Copy everything from the start of the material down to the line containing "[1153, 421]", replacing "stick shaft" with "shaft of the stick" and keeping the rest unchanged. Leave the pictures out of your copy.

● ● ● ● ●

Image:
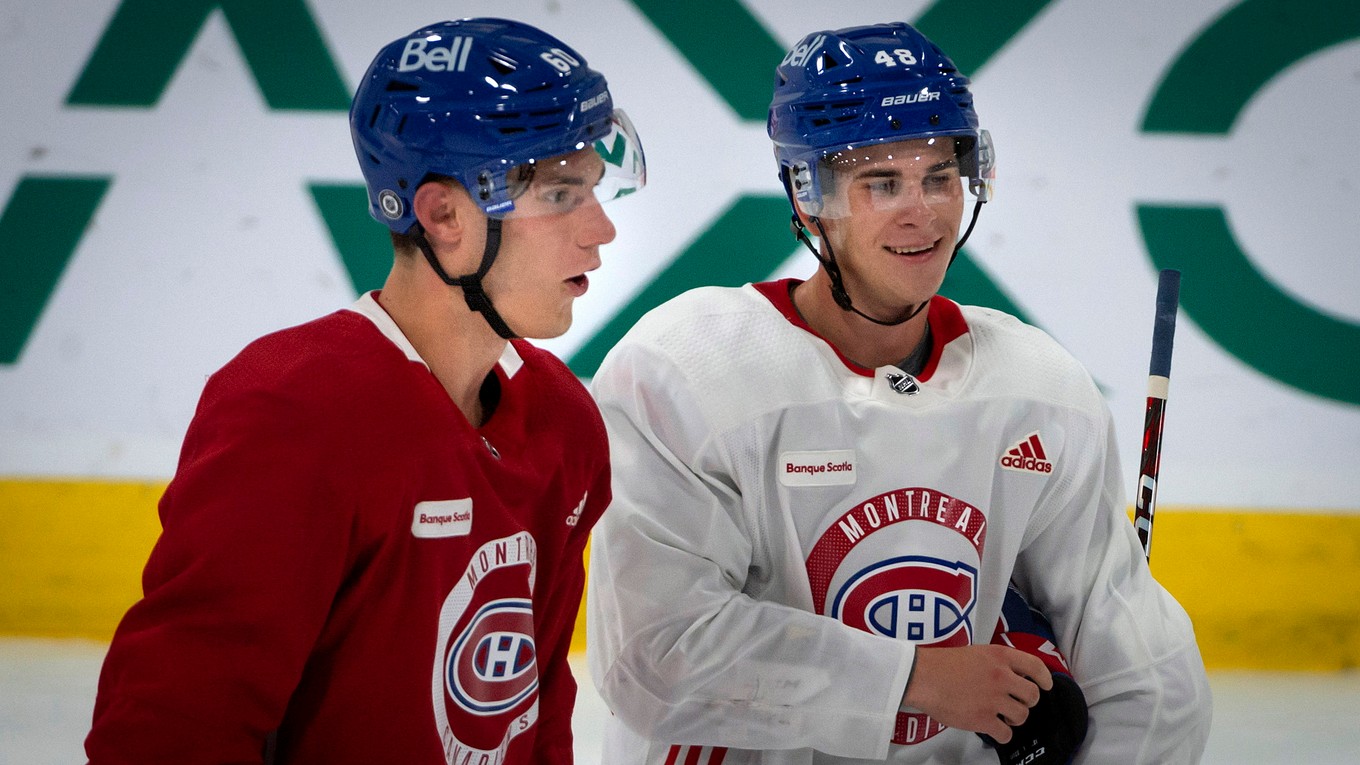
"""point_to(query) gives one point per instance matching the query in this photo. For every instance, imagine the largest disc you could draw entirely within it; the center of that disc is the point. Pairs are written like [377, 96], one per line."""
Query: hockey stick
[1159, 379]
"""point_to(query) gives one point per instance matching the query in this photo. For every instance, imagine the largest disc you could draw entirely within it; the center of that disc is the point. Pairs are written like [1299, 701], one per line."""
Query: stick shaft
[1153, 421]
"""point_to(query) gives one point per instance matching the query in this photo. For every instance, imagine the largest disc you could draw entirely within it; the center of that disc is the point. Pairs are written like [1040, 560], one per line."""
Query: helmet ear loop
[471, 283]
[977, 208]
[828, 260]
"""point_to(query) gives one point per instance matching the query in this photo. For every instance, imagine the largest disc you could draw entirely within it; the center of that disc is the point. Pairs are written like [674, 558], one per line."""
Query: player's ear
[444, 211]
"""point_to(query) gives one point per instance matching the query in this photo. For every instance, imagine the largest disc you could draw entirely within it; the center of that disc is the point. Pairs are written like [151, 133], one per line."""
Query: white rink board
[207, 236]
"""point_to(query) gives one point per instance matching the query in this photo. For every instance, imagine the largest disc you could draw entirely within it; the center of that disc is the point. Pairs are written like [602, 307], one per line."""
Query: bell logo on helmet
[452, 59]
[800, 55]
[592, 102]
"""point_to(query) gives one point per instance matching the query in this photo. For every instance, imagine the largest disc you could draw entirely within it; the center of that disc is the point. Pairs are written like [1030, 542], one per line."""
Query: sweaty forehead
[907, 153]
[584, 164]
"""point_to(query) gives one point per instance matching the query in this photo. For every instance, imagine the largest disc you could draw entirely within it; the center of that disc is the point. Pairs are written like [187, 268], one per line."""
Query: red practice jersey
[351, 572]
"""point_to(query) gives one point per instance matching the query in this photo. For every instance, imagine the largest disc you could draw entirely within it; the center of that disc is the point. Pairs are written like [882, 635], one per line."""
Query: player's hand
[985, 689]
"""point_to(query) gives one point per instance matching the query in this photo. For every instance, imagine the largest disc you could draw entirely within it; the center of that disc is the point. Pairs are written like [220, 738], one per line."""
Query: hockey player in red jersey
[373, 543]
[824, 489]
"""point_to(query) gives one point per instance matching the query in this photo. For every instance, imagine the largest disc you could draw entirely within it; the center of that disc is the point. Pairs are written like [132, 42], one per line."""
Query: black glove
[1054, 730]
[1057, 724]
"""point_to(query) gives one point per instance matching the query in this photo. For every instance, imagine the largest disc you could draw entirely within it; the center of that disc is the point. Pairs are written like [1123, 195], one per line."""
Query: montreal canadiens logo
[920, 599]
[493, 664]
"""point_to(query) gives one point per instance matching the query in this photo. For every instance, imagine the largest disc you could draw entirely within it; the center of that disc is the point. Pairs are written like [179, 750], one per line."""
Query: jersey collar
[945, 319]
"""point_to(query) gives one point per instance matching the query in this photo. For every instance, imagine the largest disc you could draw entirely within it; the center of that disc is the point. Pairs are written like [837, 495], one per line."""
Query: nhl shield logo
[903, 383]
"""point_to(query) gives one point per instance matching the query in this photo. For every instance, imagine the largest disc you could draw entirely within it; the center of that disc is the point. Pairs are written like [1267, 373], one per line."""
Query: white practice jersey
[788, 527]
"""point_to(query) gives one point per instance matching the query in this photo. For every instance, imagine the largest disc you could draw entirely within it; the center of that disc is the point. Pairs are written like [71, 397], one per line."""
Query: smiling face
[891, 217]
[548, 244]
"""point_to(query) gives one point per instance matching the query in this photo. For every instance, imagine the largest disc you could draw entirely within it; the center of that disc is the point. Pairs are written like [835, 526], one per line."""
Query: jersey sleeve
[1130, 644]
[235, 590]
[554, 741]
[676, 648]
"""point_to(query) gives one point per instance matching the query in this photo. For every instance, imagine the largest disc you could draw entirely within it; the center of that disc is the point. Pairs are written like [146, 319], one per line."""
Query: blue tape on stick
[1164, 323]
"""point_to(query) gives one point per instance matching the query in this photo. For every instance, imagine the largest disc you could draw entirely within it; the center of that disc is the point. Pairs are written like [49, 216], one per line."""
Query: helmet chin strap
[471, 283]
[828, 262]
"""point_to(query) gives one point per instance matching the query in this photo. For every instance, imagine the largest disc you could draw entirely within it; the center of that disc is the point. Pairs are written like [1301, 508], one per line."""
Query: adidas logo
[1027, 456]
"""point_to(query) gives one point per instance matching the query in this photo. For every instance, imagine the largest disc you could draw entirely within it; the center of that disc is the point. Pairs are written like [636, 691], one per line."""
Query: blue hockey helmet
[475, 100]
[857, 86]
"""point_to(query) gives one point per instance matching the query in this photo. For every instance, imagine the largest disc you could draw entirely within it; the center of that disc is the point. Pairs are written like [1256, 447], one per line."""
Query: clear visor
[890, 177]
[609, 168]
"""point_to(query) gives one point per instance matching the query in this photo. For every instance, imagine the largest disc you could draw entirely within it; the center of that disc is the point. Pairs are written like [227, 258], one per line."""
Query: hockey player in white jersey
[824, 489]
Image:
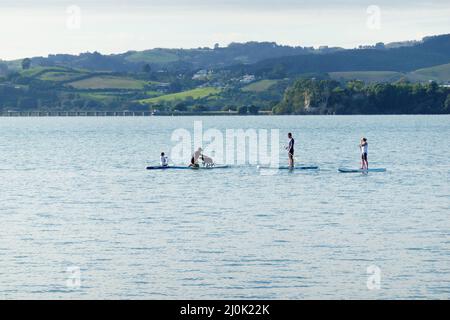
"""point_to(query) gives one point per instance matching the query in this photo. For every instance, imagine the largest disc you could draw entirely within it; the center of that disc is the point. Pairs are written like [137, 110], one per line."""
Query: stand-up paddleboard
[186, 167]
[346, 170]
[290, 168]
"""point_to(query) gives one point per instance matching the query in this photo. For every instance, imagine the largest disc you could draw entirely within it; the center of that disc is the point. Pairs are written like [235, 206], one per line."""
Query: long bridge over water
[76, 114]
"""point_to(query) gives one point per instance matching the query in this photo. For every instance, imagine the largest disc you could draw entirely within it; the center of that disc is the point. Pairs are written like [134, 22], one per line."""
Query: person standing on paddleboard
[163, 161]
[364, 145]
[290, 149]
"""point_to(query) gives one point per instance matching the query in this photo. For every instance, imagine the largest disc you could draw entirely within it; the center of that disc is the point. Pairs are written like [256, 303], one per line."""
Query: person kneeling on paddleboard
[195, 157]
[364, 145]
[163, 160]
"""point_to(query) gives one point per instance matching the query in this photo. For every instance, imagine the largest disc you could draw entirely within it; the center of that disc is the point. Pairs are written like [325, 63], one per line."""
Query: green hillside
[195, 94]
[367, 76]
[259, 86]
[108, 82]
[152, 56]
[439, 73]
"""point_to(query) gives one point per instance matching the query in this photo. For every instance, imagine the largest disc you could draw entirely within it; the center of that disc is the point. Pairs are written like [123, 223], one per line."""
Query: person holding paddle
[290, 149]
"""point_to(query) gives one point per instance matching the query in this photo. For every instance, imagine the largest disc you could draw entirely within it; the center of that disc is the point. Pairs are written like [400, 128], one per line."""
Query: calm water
[74, 193]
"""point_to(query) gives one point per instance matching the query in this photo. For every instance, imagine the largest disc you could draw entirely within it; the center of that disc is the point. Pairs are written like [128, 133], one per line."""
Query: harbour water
[82, 218]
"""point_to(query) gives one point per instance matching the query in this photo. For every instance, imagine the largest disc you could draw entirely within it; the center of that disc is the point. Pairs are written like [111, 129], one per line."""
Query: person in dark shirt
[290, 149]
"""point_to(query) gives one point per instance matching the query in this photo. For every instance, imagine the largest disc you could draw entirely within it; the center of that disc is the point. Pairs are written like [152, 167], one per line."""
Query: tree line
[355, 97]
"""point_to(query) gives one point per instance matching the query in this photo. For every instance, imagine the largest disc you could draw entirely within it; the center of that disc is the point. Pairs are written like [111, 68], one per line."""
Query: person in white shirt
[164, 161]
[364, 145]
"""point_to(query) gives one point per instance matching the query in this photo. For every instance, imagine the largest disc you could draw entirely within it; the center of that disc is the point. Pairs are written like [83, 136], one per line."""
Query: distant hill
[264, 59]
[430, 52]
[439, 73]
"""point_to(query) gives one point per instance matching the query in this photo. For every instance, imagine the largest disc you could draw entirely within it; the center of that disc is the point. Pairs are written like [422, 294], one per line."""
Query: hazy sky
[38, 28]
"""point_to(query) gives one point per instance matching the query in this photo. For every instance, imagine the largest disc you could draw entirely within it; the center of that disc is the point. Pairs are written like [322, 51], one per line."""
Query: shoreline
[205, 114]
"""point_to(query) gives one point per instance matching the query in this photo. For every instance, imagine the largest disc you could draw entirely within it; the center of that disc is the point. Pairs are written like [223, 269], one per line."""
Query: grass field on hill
[108, 82]
[439, 73]
[259, 86]
[195, 94]
[59, 76]
[367, 76]
[153, 56]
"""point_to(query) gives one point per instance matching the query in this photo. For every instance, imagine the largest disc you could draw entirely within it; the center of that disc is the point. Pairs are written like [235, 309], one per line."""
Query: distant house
[201, 75]
[247, 78]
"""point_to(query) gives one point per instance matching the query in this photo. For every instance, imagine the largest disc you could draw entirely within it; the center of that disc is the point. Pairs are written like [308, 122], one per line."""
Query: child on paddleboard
[163, 160]
[290, 149]
[364, 146]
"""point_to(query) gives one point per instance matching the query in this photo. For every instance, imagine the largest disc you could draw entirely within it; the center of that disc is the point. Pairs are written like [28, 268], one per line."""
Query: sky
[38, 28]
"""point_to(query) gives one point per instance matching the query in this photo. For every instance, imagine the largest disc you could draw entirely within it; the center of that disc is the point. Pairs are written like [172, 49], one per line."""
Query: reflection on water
[79, 208]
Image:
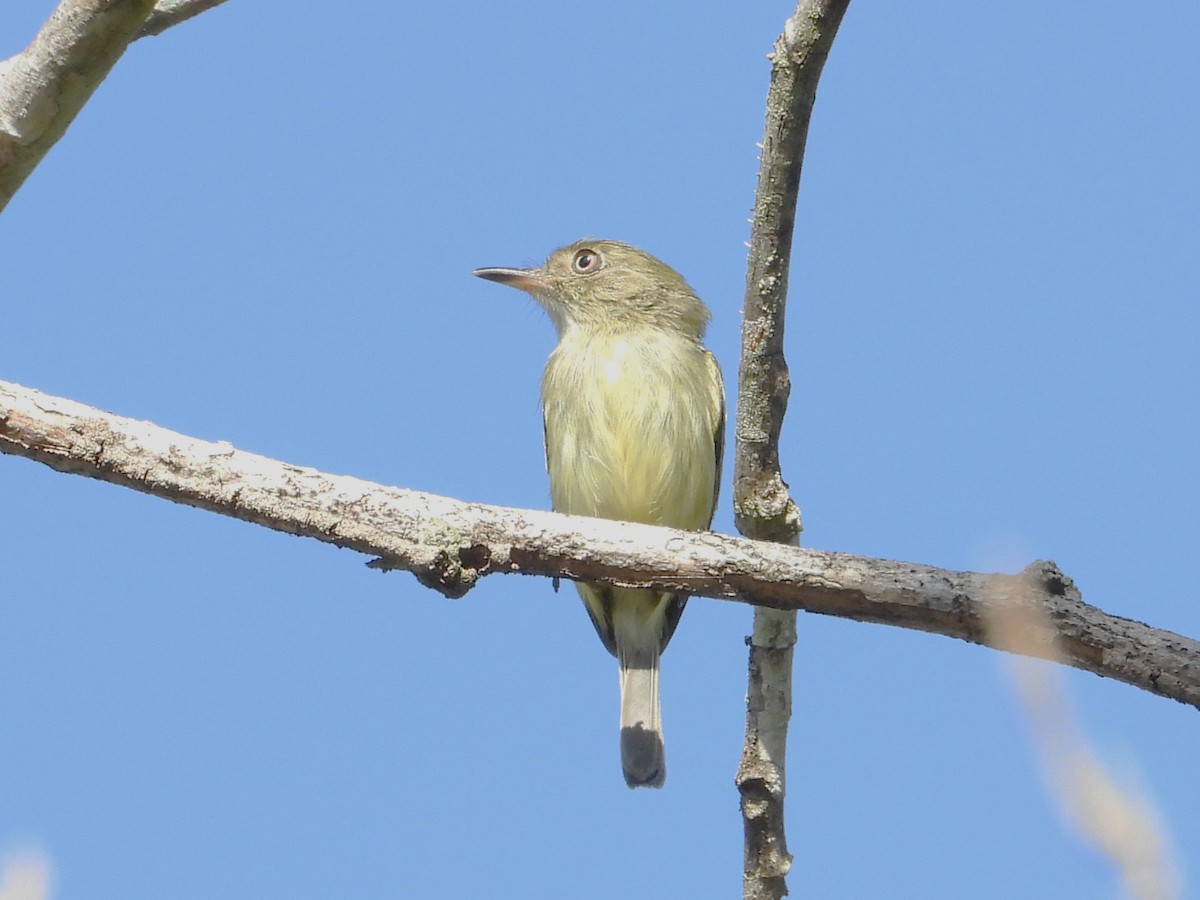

● ● ● ● ●

• _ANSWER_
Image:
"""point_to(query) gives one point per instance matching the query in this photo. For every instance, imagine the largest disc you could draw entirely within it; the center of that disc is the point. Pairs are written like [377, 96], one per line."""
Query: hockey stick
[1159, 379]
"""point_to(query) gives one point per instance matching the query in this photo. For every instance, imagine the largest disc you could draw entirely within it; the center of that disc is the point. Pairs are written like [1299, 701], one per line."""
Query: shaft of the stick
[1153, 421]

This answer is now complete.